━━━ Article

Nadon, Section 6.1, and the Attorney General’s Constitutional Argument
Late last month, the Attorney General of Canada filed its written arguments for the upcoming Nadon Reference. In an earlier post, and an article written with Professor Carissima Mathen, I addressed some of the problems with the AG’s interpretation of s. 6 of the Supreme Court Act. Neither piece, however, gets into the constitutional issues.
The Harper government proposes to amend the Supreme Court Act. Specifically, it wants to insert a provision “declaring” that s. 6 does not limit eligibility to current members of the Quebec bar, with retroactive effect. This is the proposed change:
“6.1 For greater certainty, for the purpose of section 6, a judge is from among the advocates of the Province of Québec if, at any time, they were an advocate of at least 10 years standing at the bar of that Province.”
I want to focus on whether it is constitutionally permissible for Parliament to unilaterally change the eligibility conditions for appointment to the Supreme Court of Canada.
Section 101 and the Mysterious Part V
The AG sees the answer as obvious. Section 101 of the Constitution Act, 1867 expressly gives Parliament the exclusive authority to create a “General Court of Appeal” (i.e., the Supreme Court). That entails the power to decide who is eligible to sit on it. Section 101 has never been subject to constitutional amendment, and so Parliament can enact s. 6.1 if it likes.
The sticking point is Part V of the Constitution Act, 1982. Section 41(d) states that a change to the “composition” of the Supreme Court of Canada requires agreement of all ten provinces. Under s. 42(1)(d), any other change to the Court requires the agreement of 7 provinces representing 50% of the population. Depending on how we understand Part V, these provisions may or may not present a big problem for the AG.

━━━━━━

» **Task instructions**
Under section 41(d) of the Constitution Act, 1982, as the article on the Nadon Reference describes it, what is required for a change to the composition of the Supreme Court of Canada?

━━━ Data section

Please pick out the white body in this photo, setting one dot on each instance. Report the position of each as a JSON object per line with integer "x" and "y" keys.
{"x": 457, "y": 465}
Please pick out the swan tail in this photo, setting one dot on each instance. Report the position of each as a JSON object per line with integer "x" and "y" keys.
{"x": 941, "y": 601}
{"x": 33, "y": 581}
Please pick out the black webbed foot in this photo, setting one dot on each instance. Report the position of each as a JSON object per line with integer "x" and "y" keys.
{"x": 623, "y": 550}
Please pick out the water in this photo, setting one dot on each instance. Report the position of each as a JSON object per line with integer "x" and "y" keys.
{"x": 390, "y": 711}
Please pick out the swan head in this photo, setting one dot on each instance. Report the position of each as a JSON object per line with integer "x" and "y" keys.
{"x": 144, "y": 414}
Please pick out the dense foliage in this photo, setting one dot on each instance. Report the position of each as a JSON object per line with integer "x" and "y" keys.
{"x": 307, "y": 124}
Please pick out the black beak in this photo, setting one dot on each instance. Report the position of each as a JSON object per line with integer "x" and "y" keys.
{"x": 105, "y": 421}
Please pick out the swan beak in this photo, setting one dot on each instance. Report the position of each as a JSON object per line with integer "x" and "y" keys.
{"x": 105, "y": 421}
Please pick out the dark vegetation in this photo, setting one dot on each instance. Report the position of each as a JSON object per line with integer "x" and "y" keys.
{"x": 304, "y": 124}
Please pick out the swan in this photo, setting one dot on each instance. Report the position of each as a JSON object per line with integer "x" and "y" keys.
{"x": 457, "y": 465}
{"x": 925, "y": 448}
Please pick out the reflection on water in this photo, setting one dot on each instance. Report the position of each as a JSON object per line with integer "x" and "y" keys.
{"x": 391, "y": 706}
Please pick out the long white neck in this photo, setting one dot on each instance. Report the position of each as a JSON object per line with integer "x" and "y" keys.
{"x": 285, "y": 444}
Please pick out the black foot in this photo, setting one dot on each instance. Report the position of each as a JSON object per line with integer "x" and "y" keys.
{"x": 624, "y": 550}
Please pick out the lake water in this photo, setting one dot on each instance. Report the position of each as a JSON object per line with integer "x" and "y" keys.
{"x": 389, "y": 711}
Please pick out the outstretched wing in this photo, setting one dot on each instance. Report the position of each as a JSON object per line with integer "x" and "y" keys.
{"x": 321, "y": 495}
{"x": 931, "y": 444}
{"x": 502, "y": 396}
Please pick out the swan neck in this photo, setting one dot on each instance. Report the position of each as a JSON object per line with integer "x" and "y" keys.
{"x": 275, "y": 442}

━━━━━━

» **Exercise answer**
The agreement of all ten provinces.